**PROBLEM DETAILS**
Pull out every line of the rows below that contains the string "baton", treating uppercase and lowercase letters as different.

**MATERIAL PROVIDED**
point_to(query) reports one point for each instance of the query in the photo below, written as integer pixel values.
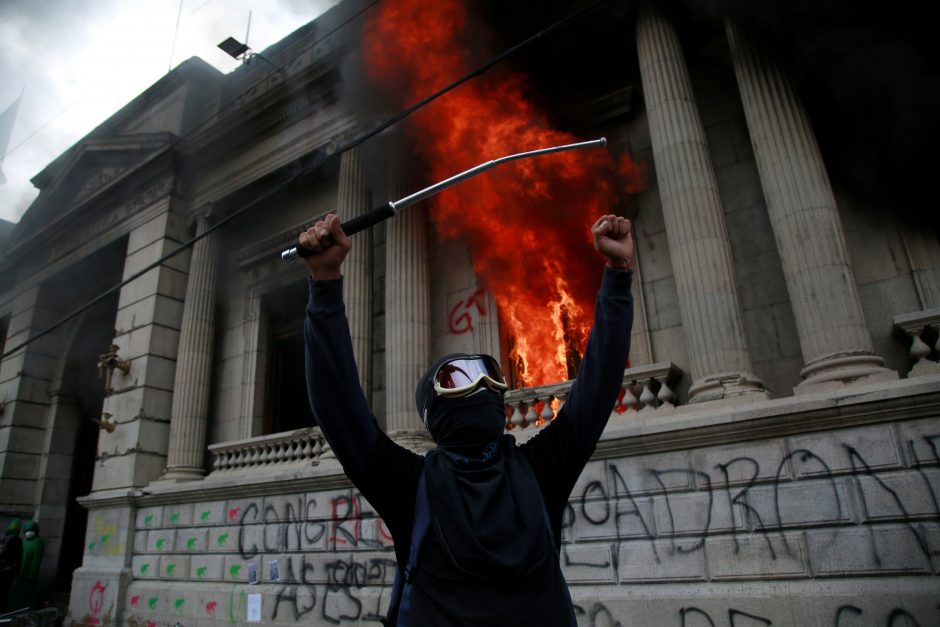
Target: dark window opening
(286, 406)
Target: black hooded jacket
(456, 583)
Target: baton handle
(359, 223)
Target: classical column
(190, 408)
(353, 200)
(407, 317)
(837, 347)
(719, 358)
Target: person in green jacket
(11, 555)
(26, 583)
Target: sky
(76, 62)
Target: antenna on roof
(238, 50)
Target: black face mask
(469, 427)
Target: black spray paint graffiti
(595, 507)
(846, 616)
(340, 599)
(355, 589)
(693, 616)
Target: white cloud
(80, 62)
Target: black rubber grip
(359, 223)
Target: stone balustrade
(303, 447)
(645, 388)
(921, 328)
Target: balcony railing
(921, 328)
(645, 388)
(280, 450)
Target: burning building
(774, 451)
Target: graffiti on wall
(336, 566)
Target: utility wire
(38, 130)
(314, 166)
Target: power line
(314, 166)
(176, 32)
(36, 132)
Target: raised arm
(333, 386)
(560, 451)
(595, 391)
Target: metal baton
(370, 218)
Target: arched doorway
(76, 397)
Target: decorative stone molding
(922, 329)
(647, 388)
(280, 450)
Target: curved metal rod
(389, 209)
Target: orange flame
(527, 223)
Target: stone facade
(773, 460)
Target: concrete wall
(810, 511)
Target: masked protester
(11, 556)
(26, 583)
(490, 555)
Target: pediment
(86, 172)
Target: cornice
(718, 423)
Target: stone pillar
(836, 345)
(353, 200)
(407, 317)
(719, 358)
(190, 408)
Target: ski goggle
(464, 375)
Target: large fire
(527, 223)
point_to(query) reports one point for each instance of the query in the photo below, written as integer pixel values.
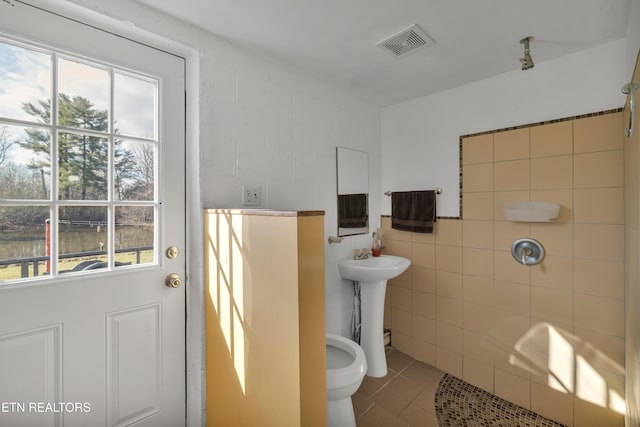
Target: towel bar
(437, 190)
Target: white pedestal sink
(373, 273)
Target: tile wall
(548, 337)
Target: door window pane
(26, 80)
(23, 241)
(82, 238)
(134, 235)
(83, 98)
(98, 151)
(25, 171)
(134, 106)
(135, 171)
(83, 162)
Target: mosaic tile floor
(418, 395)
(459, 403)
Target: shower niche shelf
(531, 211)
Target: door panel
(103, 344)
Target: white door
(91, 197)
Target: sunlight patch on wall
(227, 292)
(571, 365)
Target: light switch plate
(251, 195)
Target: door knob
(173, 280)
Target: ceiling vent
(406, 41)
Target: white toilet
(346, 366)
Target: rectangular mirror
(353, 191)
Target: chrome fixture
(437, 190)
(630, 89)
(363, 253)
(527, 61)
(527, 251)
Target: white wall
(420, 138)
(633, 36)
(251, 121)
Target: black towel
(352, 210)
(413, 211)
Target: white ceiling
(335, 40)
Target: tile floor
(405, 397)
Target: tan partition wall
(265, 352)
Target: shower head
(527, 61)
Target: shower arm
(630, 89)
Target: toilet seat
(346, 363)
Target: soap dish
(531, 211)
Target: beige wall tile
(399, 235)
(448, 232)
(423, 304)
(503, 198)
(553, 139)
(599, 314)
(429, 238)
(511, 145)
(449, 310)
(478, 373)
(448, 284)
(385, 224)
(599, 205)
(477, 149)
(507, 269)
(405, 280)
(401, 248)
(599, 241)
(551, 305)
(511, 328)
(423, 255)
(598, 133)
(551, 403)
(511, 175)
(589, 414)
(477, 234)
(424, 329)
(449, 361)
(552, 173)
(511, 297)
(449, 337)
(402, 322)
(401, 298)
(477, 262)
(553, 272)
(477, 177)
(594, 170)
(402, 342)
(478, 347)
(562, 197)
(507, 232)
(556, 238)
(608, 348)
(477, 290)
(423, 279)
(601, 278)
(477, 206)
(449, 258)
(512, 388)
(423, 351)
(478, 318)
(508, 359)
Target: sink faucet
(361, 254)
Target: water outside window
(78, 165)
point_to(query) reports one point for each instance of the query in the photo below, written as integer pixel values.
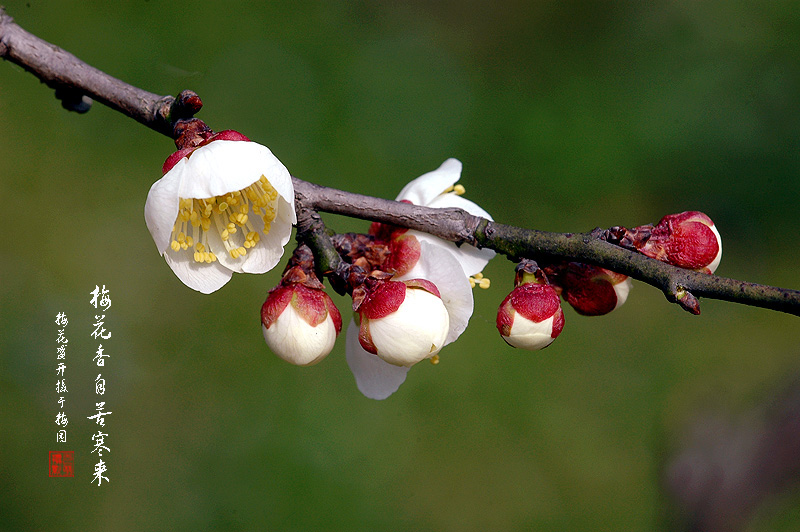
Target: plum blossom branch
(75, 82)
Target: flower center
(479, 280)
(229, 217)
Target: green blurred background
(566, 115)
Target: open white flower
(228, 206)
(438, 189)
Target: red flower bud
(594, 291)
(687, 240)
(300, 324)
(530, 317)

==

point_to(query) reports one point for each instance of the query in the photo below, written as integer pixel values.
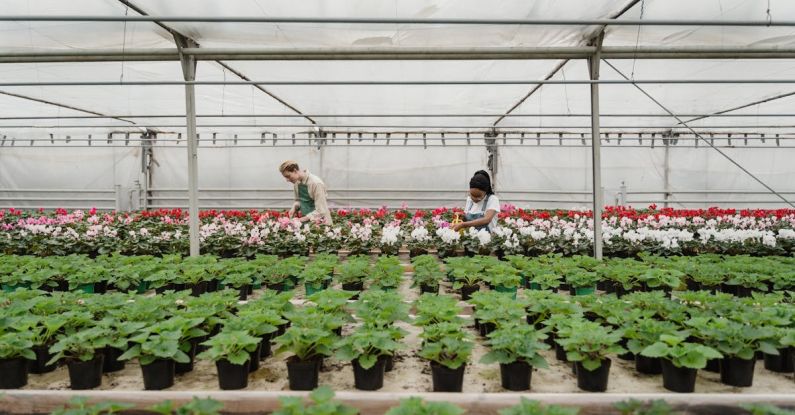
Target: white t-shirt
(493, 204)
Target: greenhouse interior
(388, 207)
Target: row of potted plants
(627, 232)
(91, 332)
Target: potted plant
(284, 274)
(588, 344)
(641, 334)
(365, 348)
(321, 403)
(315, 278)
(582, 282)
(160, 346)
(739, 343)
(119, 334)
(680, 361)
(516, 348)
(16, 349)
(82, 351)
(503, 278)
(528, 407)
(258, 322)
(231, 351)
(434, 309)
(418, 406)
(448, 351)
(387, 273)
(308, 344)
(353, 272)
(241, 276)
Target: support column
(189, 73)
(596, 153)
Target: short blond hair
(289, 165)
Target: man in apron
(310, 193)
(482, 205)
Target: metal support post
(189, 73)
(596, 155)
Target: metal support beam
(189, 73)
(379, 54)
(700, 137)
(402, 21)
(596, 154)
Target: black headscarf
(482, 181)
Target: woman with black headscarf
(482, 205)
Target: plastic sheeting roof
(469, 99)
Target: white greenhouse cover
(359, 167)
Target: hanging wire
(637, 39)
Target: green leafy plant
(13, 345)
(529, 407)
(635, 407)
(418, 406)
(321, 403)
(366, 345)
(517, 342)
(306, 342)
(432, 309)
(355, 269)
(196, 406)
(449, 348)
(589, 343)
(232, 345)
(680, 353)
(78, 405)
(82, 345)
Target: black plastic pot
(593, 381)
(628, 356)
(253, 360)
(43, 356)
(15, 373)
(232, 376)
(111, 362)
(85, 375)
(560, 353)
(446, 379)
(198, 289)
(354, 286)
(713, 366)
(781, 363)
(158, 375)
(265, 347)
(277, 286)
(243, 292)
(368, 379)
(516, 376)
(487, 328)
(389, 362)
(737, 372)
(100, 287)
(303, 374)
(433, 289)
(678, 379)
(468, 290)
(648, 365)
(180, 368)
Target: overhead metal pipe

**TASK OUTPUT**
Target: baton handle
Target: metal baton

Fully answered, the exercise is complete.